GIVEN RECORDS:
=====
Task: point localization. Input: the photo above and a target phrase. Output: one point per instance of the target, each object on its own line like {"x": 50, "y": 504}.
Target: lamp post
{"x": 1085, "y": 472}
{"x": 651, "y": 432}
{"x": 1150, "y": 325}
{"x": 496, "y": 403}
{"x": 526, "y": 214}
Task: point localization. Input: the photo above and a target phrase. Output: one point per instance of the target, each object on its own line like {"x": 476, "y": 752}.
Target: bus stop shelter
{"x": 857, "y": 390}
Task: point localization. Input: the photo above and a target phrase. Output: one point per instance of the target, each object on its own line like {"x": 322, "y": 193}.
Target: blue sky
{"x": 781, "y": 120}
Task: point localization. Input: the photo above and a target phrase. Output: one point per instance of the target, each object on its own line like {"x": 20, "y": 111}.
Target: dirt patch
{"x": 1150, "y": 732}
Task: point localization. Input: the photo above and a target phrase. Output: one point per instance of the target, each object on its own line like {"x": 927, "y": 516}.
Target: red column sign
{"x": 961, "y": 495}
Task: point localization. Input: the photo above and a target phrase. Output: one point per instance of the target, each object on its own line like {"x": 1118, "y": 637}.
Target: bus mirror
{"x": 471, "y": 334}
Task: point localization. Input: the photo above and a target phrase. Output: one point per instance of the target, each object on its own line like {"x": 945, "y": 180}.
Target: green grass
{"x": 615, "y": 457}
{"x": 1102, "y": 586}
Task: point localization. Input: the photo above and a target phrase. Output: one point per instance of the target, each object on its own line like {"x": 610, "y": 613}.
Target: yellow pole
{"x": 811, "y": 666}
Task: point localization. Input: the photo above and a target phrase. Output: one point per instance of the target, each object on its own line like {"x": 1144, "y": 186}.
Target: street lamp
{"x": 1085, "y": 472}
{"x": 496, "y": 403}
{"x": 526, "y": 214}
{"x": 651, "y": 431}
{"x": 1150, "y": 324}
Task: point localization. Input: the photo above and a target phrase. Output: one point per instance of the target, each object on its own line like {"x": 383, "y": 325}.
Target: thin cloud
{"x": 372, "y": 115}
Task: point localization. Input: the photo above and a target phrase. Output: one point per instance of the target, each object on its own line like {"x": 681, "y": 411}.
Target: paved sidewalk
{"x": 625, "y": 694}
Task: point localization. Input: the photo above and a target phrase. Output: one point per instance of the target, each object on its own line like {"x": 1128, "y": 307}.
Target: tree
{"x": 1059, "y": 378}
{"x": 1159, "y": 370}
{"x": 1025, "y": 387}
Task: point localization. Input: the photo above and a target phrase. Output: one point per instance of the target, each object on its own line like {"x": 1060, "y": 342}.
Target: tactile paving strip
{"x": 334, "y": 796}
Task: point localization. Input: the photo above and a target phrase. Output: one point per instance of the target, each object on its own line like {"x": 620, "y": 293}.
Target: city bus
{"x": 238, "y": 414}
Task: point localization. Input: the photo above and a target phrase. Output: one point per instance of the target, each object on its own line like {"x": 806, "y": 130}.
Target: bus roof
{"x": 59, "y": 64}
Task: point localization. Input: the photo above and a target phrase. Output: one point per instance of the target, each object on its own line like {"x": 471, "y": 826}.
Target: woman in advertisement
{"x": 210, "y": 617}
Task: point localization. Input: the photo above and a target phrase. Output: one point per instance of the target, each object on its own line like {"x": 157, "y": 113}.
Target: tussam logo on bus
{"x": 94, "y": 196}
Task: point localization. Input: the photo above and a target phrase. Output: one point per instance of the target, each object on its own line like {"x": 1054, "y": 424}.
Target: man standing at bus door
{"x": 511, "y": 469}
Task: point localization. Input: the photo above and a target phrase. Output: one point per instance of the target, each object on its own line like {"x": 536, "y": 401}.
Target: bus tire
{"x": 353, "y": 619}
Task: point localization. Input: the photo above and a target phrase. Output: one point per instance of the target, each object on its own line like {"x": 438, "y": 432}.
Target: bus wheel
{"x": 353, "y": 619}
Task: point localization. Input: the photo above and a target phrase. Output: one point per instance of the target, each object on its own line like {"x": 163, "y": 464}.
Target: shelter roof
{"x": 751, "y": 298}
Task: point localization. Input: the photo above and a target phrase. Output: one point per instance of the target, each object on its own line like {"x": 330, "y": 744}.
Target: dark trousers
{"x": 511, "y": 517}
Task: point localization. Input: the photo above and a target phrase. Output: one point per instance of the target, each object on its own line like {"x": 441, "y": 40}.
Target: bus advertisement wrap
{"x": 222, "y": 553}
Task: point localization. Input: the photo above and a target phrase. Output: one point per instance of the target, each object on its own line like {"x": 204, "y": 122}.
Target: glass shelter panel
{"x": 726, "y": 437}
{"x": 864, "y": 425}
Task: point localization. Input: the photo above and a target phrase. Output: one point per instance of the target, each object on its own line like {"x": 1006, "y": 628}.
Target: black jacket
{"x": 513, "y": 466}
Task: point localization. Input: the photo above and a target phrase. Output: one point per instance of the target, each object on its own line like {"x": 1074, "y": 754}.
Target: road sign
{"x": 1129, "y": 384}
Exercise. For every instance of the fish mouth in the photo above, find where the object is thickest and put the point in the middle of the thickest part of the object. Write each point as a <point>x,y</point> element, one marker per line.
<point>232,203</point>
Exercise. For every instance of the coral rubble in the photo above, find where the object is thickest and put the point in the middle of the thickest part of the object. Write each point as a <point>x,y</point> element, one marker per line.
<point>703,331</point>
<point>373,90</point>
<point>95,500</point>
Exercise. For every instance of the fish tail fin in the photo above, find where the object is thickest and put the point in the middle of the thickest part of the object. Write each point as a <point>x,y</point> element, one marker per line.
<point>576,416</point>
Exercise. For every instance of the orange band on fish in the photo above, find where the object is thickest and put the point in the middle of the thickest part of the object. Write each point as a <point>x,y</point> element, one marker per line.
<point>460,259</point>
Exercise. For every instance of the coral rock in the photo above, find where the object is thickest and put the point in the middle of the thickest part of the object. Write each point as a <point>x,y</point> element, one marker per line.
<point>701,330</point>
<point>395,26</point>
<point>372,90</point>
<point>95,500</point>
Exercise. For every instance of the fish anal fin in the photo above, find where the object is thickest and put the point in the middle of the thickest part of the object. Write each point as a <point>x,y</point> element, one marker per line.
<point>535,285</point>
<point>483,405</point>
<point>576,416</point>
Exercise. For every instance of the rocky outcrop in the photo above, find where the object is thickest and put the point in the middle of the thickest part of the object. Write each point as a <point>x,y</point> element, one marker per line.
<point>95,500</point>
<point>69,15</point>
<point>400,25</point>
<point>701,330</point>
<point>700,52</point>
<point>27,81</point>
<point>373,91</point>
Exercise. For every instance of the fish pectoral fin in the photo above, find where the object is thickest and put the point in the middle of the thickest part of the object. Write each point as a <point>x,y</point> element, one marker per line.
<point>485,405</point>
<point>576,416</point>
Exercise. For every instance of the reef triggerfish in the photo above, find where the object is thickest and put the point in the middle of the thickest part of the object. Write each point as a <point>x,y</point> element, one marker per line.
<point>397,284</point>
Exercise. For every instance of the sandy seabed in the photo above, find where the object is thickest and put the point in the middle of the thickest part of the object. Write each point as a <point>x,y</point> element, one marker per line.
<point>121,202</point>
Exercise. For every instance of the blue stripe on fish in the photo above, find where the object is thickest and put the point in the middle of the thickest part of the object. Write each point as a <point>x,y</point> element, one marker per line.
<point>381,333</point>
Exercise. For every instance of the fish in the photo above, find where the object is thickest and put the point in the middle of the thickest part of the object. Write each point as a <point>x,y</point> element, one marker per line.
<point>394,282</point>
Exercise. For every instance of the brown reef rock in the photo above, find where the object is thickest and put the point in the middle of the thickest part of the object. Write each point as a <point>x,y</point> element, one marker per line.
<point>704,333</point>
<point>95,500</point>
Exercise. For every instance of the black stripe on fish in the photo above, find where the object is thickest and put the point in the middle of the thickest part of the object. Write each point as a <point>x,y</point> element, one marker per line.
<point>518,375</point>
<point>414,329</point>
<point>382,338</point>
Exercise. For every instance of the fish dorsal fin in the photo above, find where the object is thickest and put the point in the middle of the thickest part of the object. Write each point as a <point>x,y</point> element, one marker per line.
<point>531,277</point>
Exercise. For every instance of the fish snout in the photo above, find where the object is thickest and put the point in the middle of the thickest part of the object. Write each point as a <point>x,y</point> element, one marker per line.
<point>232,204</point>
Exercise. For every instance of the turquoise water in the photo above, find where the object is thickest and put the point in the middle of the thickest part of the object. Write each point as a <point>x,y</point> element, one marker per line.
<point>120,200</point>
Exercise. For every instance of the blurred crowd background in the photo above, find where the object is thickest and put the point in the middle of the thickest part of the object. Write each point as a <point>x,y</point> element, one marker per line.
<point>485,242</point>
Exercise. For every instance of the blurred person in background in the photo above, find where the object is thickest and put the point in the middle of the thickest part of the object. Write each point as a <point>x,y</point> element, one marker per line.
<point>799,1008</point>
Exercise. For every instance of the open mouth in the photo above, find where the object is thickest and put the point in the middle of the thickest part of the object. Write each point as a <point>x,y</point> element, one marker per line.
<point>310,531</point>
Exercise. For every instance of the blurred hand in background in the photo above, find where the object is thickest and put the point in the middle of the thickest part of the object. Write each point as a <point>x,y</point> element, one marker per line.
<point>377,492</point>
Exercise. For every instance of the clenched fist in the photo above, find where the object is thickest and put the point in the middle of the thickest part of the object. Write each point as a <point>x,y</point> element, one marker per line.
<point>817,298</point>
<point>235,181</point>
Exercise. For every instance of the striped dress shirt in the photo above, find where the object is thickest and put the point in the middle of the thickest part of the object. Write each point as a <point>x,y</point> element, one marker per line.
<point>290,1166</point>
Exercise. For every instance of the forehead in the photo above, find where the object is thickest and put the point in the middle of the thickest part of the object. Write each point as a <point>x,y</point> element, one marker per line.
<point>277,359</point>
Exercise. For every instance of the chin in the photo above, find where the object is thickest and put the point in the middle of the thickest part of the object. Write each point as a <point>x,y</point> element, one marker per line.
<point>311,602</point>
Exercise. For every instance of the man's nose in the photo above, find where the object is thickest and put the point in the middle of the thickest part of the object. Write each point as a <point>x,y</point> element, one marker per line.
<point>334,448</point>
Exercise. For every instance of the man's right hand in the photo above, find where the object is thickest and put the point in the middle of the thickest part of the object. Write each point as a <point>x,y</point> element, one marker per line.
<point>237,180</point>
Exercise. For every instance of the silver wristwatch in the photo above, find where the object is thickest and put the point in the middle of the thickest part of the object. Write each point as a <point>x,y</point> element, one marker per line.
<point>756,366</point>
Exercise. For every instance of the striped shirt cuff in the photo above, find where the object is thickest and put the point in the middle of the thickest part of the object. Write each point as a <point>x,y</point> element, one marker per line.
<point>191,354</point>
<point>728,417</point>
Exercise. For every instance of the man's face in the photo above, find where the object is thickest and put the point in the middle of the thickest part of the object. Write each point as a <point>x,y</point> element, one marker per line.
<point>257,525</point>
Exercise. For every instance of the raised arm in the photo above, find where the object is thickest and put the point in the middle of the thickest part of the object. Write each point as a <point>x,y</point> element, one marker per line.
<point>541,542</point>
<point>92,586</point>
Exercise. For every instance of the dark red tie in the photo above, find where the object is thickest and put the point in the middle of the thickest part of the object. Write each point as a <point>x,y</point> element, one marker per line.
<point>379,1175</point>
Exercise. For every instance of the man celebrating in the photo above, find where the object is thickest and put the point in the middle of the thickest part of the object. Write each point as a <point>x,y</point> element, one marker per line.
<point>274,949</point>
=====
WRITTEN REQUEST: Repeat only the lines from the one holding "Exercise. For every instance of the man's nose" through the last line of the data.

CORRECT RESPONSE:
Exercise. For every instance of the man's nose in the photo above, find where the object is thickest and put the point in the middle of the thickest part of the object. Write each point as a <point>x,y</point> element, one marker per line.
<point>334,448</point>
Exercise. For every instance of the man's right hand in the photo above, find where the object is thickest and put the point in the middle of the thickest part of the object. Write each point as a <point>x,y</point> element, one marker per line.
<point>237,180</point>
Exercise. For every instance of the silver wristwatch in the photo above, find where the object is thickest and put the point in the middle of the thickest part of the object. Write each point as a <point>x,y</point> element, one marker per line.
<point>756,366</point>
Exercise. For every instance of the striped shirt cuff in the photo above, find where the object is thickest and put the point in the middle of the thickest part of the object. Write each point as a <point>x,y</point> element, one marker per line.
<point>191,354</point>
<point>728,417</point>
Exercise. For every instance of the man's face in the photo above, find where the object is thickest and put the point in the middle of the thickest part of the object. Write each point as a <point>x,y</point> element, one marker per line.
<point>257,525</point>
Exercise. For every instance of the raised arm in the photo above, find where the object is thickest and put the point in the middle of the thickest part of the object. Write each point as a <point>x,y</point> element, one marker per line.
<point>541,542</point>
<point>92,586</point>
Exercise. For every instance of the dark red tie in the photo above, find where the object is thickest and put the point in the middle of the thickest part of the object. Write each point as a <point>x,y</point> element, one marker per line.
<point>379,1175</point>
Exercise. For every instance of the man celebrating in the photo above, find where the object is thickest and put the point in the middle of the thickest part of the object. Write each point as a <point>x,y</point> element, one marker per line.
<point>274,949</point>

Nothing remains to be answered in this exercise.